▶ Extract to read
____________
Inside the Language Model – From Prompt to Answer

Chapter 4 of 18 Primer · 9 min

In Chapter 3, the search engine you already knew turned out to be the ancestor of nearly everything in modern AI. The vocabulary changed in 2017; the instincts did not. This is the other half: the machine itself. A prompt goes in as text, an answer comes out, and in between sit four layers and a lifecycle you can watch run, stage by stage, right here.

// the crux

A language model is text in, text out – with four layers (LLM, RAG, MCP, agents) and a lifecycle in between. Strip the mystique and it is arithmetic you can watch run, stage by stage. The one genuinely new move is generation; the rest you already met in search.

// in one breath

The four layers almost every AI deployment in 2026 sits inside – LLM, RAG, MCP, agents – and the one thing each one adds.
The AI lifecycle from prompt to answer: the same shape as search, with one genuinely new move – and every algorithm in it playable inline, from tokenisation to generation.
Where the machine stops being magic and turns into arithmetic – and what running it against real systems then demands, in Chapter 5.

You have already met the ancestors. Tokenisation grew out of query tokenisation, vector retrieval out of the inverted index, attention out of relevance ranking. What follows is what the 2017 architecture built on top of them – and the one capability search never had.

the stack

The Four Layers Built on 2017

The transformer paper opened a capability gap. The industry spent the next six years filling it. The result is a four-layer stack that almost every AI deployment in 2026 sits inside. Each layer adds exactly one thing. Understand what each adds, and you understand the architecture. Treat any layer as a black box, and you cannot debug it when it fails – and it will fail.

LLM – Large Language Model

Adds: text → meaning → text

The reasoning engine. Takes text in; produces text out. Understands context, follows instructions, generates content. Claude, GPT-4o, Gemini 2.5, Llama 3 – all LLMs. The core capability from the 2017 architecture shift. Alone, it is powerful and stateless. It knows only what you put in the prompt.

RAG – Retrieval-Augmented Generation

Adds: static knowledge → live retrieval

The memory layer. A standalone LLM only knows what it was trained on. RAG adds real-time retrieval: when a prompt arrives, relevant documents are fetched from a knowledge base – your codebase, your docs, your database – and injected into context. The model responds with current, specific information instead of generalised training data.
____________
▶ Extracted data
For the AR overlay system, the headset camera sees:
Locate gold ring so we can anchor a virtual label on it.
____________
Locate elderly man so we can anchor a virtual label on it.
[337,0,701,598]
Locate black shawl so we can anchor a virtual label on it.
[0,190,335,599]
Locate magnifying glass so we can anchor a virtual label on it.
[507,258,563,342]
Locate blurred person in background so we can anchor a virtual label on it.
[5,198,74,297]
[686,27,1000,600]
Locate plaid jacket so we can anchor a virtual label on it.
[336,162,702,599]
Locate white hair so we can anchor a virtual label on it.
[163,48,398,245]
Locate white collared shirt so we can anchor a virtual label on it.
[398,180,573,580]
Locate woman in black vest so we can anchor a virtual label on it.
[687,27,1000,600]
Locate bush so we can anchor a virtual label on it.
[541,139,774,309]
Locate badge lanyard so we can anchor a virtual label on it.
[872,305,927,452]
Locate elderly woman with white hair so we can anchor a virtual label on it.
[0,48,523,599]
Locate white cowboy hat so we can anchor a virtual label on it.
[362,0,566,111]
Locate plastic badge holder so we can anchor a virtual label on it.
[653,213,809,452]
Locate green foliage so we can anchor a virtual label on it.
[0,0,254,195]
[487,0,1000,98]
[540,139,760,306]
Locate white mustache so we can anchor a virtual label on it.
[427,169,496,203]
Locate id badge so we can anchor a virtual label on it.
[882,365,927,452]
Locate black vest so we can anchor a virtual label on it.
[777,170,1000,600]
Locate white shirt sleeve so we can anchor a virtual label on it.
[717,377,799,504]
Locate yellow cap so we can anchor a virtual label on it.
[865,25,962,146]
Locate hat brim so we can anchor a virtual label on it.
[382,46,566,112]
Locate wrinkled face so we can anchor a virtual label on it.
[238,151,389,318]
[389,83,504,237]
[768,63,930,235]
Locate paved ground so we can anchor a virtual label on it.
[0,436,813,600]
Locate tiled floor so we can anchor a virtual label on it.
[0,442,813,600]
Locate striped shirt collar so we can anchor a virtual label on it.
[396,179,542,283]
____________
▶ Required work
[1] In the language-model chapter, which of the four layers is called the memory layer?
[2] Using the language-model chapter, explain why RAG is added on top of a standalone LLM.

▶ Responses
[1] RAG (Retrieval-Augmented Generation).

[2] A standalone LLM knows only what it was trained on. When a prompt arrives, RAG fetches relevant documents from a knowledge base and injects them into context. The model can then respond with current, specific information instead of generalised training data.